# [Exercise directions]
From the entries below, pull out every line that contains the string "target" and copy each of those lines in full.

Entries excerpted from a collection
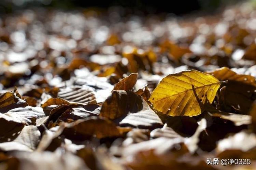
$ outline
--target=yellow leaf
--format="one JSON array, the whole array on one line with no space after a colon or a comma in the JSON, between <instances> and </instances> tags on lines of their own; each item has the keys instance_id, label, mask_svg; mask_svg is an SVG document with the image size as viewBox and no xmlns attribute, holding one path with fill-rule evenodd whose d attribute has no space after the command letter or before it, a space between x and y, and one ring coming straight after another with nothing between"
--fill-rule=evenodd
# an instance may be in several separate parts
<instances>
[{"instance_id":1,"label":"yellow leaf","mask_svg":"<svg viewBox=\"0 0 256 170\"><path fill-rule=\"evenodd\" d=\"M243 83L256 86L256 80L253 76L248 75L238 74L229 68L224 67L207 73L211 74L220 81L228 80L229 81L240 82Z\"/></svg>"},{"instance_id":2,"label":"yellow leaf","mask_svg":"<svg viewBox=\"0 0 256 170\"><path fill-rule=\"evenodd\" d=\"M203 111L198 99L203 104L207 100L211 103L221 84L212 75L195 70L184 71L163 79L148 101L156 110L165 114L196 116Z\"/></svg>"}]
</instances>

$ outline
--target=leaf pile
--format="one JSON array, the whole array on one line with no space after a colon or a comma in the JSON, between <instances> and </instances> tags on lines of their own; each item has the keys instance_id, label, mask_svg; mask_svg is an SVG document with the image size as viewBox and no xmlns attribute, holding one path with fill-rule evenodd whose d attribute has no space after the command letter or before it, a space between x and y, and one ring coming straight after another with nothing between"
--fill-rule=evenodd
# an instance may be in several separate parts
<instances>
[{"instance_id":1,"label":"leaf pile","mask_svg":"<svg viewBox=\"0 0 256 170\"><path fill-rule=\"evenodd\" d=\"M0 169L255 169L250 3L182 19L121 7L1 16Z\"/></svg>"}]
</instances>

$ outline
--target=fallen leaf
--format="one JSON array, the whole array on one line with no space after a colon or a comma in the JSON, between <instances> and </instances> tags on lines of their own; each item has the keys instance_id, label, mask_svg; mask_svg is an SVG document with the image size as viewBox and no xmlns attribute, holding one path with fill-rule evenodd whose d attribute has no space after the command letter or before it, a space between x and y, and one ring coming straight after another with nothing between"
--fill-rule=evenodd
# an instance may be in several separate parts
<instances>
[{"instance_id":1,"label":"fallen leaf","mask_svg":"<svg viewBox=\"0 0 256 170\"><path fill-rule=\"evenodd\" d=\"M92 137L100 139L120 135L114 123L100 117L93 117L67 124L62 134L68 138L76 140L84 140Z\"/></svg>"},{"instance_id":2,"label":"fallen leaf","mask_svg":"<svg viewBox=\"0 0 256 170\"><path fill-rule=\"evenodd\" d=\"M35 150L41 138L41 133L35 126L26 126L11 141L0 143L0 150L32 152ZM14 135L15 136L15 134Z\"/></svg>"},{"instance_id":3,"label":"fallen leaf","mask_svg":"<svg viewBox=\"0 0 256 170\"><path fill-rule=\"evenodd\" d=\"M125 77L117 83L114 87L113 90L128 91L131 90L137 81L138 74L132 73Z\"/></svg>"},{"instance_id":4,"label":"fallen leaf","mask_svg":"<svg viewBox=\"0 0 256 170\"><path fill-rule=\"evenodd\" d=\"M218 141L216 149L219 153L230 150L240 150L246 152L255 146L255 134L242 131Z\"/></svg>"},{"instance_id":5,"label":"fallen leaf","mask_svg":"<svg viewBox=\"0 0 256 170\"><path fill-rule=\"evenodd\" d=\"M204 103L207 99L211 103L221 83L212 75L198 71L183 71L163 79L148 101L155 109L164 114L196 116L203 109L195 95L202 103Z\"/></svg>"},{"instance_id":6,"label":"fallen leaf","mask_svg":"<svg viewBox=\"0 0 256 170\"><path fill-rule=\"evenodd\" d=\"M60 105L66 104L72 107L78 106L83 105L81 103L76 102L70 102L68 101L61 98L51 98L47 100L42 105L41 107L44 108L51 105Z\"/></svg>"},{"instance_id":7,"label":"fallen leaf","mask_svg":"<svg viewBox=\"0 0 256 170\"><path fill-rule=\"evenodd\" d=\"M45 116L42 107L31 106L14 108L4 114L13 117L20 118L29 124L32 124L34 118L36 120Z\"/></svg>"},{"instance_id":8,"label":"fallen leaf","mask_svg":"<svg viewBox=\"0 0 256 170\"><path fill-rule=\"evenodd\" d=\"M0 113L6 113L11 109L27 105L25 101L13 93L6 92L0 94Z\"/></svg>"},{"instance_id":9,"label":"fallen leaf","mask_svg":"<svg viewBox=\"0 0 256 170\"><path fill-rule=\"evenodd\" d=\"M71 86L60 89L58 93L59 97L70 102L86 104L95 103L96 100L94 92L89 88L79 86Z\"/></svg>"},{"instance_id":10,"label":"fallen leaf","mask_svg":"<svg viewBox=\"0 0 256 170\"><path fill-rule=\"evenodd\" d=\"M122 126L130 126L142 129L154 129L163 125L160 116L151 109L130 113L119 122Z\"/></svg>"},{"instance_id":11,"label":"fallen leaf","mask_svg":"<svg viewBox=\"0 0 256 170\"><path fill-rule=\"evenodd\" d=\"M102 104L101 116L114 119L142 109L141 97L131 91L114 90Z\"/></svg>"},{"instance_id":12,"label":"fallen leaf","mask_svg":"<svg viewBox=\"0 0 256 170\"><path fill-rule=\"evenodd\" d=\"M252 117L246 115L221 112L214 113L212 115L212 116L232 121L236 126L241 126L243 124L250 124L252 123Z\"/></svg>"},{"instance_id":13,"label":"fallen leaf","mask_svg":"<svg viewBox=\"0 0 256 170\"><path fill-rule=\"evenodd\" d=\"M256 79L255 77L248 75L237 74L234 71L225 67L207 73L213 75L220 81L228 80L229 81L240 82L256 87Z\"/></svg>"}]
</instances>

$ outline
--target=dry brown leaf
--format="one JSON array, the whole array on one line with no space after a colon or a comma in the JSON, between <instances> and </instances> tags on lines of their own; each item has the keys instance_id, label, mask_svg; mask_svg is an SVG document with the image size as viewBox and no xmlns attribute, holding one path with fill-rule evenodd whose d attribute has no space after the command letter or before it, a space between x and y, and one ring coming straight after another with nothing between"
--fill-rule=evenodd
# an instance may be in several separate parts
<instances>
[{"instance_id":1,"label":"dry brown leaf","mask_svg":"<svg viewBox=\"0 0 256 170\"><path fill-rule=\"evenodd\" d=\"M89 88L82 87L74 86L65 89L61 88L57 96L70 102L84 104L96 102L96 98L93 91Z\"/></svg>"},{"instance_id":2,"label":"dry brown leaf","mask_svg":"<svg viewBox=\"0 0 256 170\"><path fill-rule=\"evenodd\" d=\"M11 109L27 105L25 101L14 93L6 92L0 94L0 113L4 113Z\"/></svg>"},{"instance_id":3,"label":"dry brown leaf","mask_svg":"<svg viewBox=\"0 0 256 170\"><path fill-rule=\"evenodd\" d=\"M128 91L132 89L137 81L138 74L132 73L117 83L114 87L113 90Z\"/></svg>"},{"instance_id":4,"label":"dry brown leaf","mask_svg":"<svg viewBox=\"0 0 256 170\"><path fill-rule=\"evenodd\" d=\"M256 80L251 75L239 74L226 67L222 67L213 71L207 72L218 79L220 81L240 82L256 87Z\"/></svg>"},{"instance_id":5,"label":"dry brown leaf","mask_svg":"<svg viewBox=\"0 0 256 170\"><path fill-rule=\"evenodd\" d=\"M41 133L36 126L26 126L14 140L0 143L0 150L31 152L36 148L40 138Z\"/></svg>"},{"instance_id":6,"label":"dry brown leaf","mask_svg":"<svg viewBox=\"0 0 256 170\"><path fill-rule=\"evenodd\" d=\"M29 124L32 124L35 120L45 116L42 108L30 106L14 108L9 111L4 115L13 117L19 118Z\"/></svg>"},{"instance_id":7,"label":"dry brown leaf","mask_svg":"<svg viewBox=\"0 0 256 170\"><path fill-rule=\"evenodd\" d=\"M140 96L131 91L114 90L102 104L100 116L114 119L129 112L138 112L142 107L142 99Z\"/></svg>"},{"instance_id":8,"label":"dry brown leaf","mask_svg":"<svg viewBox=\"0 0 256 170\"><path fill-rule=\"evenodd\" d=\"M243 131L218 141L216 150L219 153L231 150L239 150L245 152L255 147L255 134Z\"/></svg>"},{"instance_id":9,"label":"dry brown leaf","mask_svg":"<svg viewBox=\"0 0 256 170\"><path fill-rule=\"evenodd\" d=\"M92 137L100 139L121 135L114 123L102 118L93 117L67 124L62 134L67 138L79 140Z\"/></svg>"},{"instance_id":10,"label":"dry brown leaf","mask_svg":"<svg viewBox=\"0 0 256 170\"><path fill-rule=\"evenodd\" d=\"M41 107L44 108L51 106L51 105L60 105L61 104L66 104L68 105L74 106L78 106L83 105L81 103L75 102L70 102L68 101L61 98L51 98L47 100L42 105Z\"/></svg>"}]
</instances>

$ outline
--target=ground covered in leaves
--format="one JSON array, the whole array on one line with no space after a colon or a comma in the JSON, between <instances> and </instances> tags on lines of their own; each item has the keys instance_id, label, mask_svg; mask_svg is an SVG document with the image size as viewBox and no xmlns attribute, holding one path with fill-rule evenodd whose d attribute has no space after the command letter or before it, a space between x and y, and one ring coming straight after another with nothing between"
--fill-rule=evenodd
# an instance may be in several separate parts
<instances>
[{"instance_id":1,"label":"ground covered in leaves","mask_svg":"<svg viewBox=\"0 0 256 170\"><path fill-rule=\"evenodd\" d=\"M0 169L255 169L252 4L124 12L2 17Z\"/></svg>"}]
</instances>

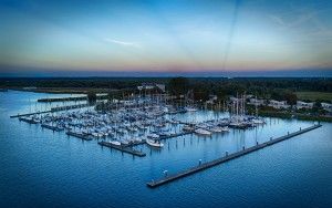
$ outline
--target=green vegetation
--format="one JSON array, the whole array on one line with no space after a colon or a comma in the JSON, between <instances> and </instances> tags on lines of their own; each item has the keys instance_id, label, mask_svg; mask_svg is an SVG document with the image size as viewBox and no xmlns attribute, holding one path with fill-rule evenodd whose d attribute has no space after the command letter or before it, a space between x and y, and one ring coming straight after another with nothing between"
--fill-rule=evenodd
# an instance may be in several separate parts
<instances>
[{"instance_id":1,"label":"green vegetation","mask_svg":"<svg viewBox=\"0 0 332 208\"><path fill-rule=\"evenodd\" d=\"M332 101L332 93L330 92L297 92L299 100L303 101Z\"/></svg>"},{"instance_id":2,"label":"green vegetation","mask_svg":"<svg viewBox=\"0 0 332 208\"><path fill-rule=\"evenodd\" d=\"M95 104L96 98L97 98L97 96L96 96L95 92L92 92L92 91L87 92L89 104L91 104L91 105Z\"/></svg>"}]
</instances>

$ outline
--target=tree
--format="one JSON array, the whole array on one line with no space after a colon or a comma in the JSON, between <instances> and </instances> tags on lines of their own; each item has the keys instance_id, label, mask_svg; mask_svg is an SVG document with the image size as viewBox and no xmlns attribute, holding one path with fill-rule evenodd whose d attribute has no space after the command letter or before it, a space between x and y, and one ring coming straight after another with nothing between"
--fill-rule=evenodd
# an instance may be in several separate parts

# [The response]
--target=yellow leaf
--target=leaf pile
--target=fallen leaf
--target=dry brown leaf
--target=ground covered in leaves
--target=green vegetation
--target=tree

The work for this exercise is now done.